[Start RECORDS SUPPLIED]

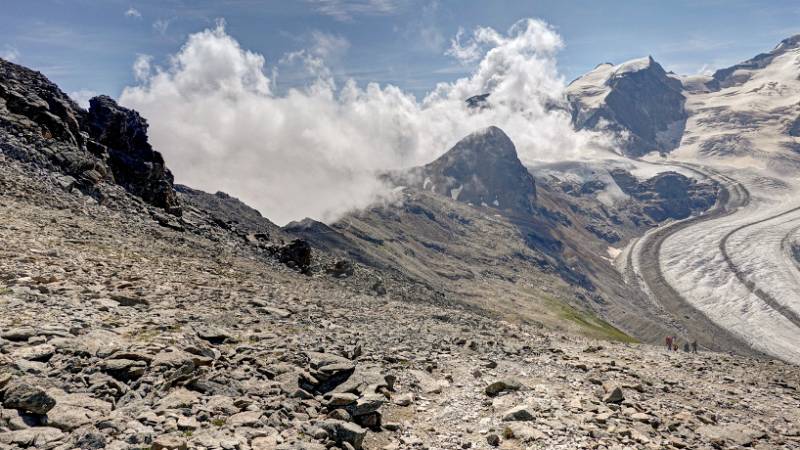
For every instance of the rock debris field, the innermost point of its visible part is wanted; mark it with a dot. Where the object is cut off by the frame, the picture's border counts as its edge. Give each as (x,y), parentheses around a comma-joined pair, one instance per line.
(120,330)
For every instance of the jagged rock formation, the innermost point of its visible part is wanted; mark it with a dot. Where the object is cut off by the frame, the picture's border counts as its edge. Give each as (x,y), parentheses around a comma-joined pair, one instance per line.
(229,213)
(668,195)
(122,135)
(637,101)
(482,169)
(42,125)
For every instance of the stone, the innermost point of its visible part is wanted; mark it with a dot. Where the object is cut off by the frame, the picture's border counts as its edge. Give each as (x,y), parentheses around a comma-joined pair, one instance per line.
(26,397)
(168,442)
(40,353)
(613,393)
(505,385)
(124,370)
(244,419)
(519,414)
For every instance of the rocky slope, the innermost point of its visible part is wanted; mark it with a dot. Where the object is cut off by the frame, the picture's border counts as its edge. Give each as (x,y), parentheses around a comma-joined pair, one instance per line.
(138,315)
(41,124)
(533,255)
(482,169)
(637,101)
(121,333)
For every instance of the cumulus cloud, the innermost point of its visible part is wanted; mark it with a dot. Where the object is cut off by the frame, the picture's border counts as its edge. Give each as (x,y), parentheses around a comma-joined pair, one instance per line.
(133,12)
(141,67)
(10,53)
(315,151)
(161,26)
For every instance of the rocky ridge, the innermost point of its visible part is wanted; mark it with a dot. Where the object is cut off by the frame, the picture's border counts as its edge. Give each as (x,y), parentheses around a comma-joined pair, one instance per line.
(190,343)
(126,327)
(637,101)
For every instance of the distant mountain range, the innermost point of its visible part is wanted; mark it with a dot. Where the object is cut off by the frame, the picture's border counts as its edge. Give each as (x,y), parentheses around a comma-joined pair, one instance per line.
(476,226)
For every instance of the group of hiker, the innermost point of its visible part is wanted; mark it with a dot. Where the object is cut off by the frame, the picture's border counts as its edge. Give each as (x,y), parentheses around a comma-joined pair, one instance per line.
(672,345)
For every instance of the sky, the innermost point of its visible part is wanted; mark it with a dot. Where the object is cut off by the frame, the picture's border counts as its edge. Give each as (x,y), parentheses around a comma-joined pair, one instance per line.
(90,45)
(298,107)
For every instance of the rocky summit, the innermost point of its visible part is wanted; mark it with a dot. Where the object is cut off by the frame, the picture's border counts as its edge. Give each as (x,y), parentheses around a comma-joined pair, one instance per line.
(482,169)
(487,305)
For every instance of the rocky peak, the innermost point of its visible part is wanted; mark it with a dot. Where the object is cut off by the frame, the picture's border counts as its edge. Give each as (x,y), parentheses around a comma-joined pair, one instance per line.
(29,100)
(636,100)
(482,169)
(41,125)
(133,162)
(667,195)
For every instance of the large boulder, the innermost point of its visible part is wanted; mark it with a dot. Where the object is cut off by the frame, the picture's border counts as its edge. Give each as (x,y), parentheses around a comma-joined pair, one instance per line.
(24,396)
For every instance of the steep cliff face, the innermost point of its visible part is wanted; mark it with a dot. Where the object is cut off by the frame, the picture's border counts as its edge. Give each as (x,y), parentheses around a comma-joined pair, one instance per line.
(482,169)
(637,101)
(41,125)
(133,162)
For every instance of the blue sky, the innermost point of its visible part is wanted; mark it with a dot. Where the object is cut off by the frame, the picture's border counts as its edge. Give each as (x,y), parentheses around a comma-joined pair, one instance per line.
(92,44)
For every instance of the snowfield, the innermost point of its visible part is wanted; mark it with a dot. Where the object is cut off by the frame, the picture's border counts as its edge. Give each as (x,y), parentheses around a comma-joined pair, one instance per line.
(738,269)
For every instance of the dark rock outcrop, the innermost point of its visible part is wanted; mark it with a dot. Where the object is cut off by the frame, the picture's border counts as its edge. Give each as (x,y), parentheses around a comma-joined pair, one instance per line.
(134,164)
(638,101)
(41,125)
(296,254)
(668,195)
(482,169)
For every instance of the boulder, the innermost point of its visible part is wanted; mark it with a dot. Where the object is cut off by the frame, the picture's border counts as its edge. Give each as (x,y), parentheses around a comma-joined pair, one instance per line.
(26,397)
(505,385)
(518,414)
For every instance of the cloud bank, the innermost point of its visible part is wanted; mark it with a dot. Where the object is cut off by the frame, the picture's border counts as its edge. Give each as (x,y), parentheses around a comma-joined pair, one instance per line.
(315,151)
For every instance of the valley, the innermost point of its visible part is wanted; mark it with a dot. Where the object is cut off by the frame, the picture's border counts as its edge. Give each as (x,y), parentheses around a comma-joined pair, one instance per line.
(487,296)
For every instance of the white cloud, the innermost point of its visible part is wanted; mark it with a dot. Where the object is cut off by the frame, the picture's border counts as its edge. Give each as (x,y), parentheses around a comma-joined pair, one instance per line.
(346,10)
(161,26)
(82,97)
(315,151)
(326,45)
(464,53)
(133,12)
(10,53)
(141,67)
(425,30)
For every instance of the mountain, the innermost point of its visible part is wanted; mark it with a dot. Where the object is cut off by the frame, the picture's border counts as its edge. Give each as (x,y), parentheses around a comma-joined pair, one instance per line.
(482,169)
(637,101)
(746,113)
(41,124)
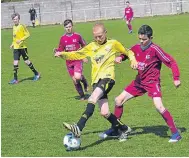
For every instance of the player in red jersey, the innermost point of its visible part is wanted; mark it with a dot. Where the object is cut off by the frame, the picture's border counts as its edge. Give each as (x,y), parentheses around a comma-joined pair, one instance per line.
(72,41)
(150,58)
(129,16)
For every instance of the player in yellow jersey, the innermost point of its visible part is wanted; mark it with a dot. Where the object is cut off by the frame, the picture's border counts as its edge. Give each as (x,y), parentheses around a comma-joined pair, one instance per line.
(20,34)
(102,53)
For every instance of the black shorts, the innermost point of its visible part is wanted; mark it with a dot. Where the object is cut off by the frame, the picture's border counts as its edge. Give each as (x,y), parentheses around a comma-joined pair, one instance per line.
(106,84)
(20,52)
(32,17)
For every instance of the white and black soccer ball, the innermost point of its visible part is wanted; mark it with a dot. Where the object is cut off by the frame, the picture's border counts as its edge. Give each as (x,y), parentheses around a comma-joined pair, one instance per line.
(71,142)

[End RECORDS SUPPLIED]

WRITTEN REQUEST: Find the line that contains "For every instance of the player in yellow" in the listing above. Retype it and every line after it up to the last, exactly, and nothing else.

IN RESPONSE:
For every instance of the player in yellow jersey, the innermost point of its visible part is wanted; mark it with a dot. Where the object is cut off by the frame, the picture's border counts as its edge. Give each as (x,y), parentheses around a comma-joined pair, one instance per line.
(20,34)
(102,53)
For every instance of the black shorts, the innermost point of its visible part is wanted; mark it with a dot. Where the object is cut off by the frame, the picture's border counts as its edge. Give each as (x,y), parentheses around a comma-joined pair, one instance per line.
(106,84)
(20,52)
(32,17)
For every instance of the white and black soccer ball, the innermost point of its visible part is wanted; mark it with a dot. Where the object is cut off by the frame, the picture's border counts as its edge. Give each as (x,y), parentheses around a comma-joined pair, one instance per line.
(71,142)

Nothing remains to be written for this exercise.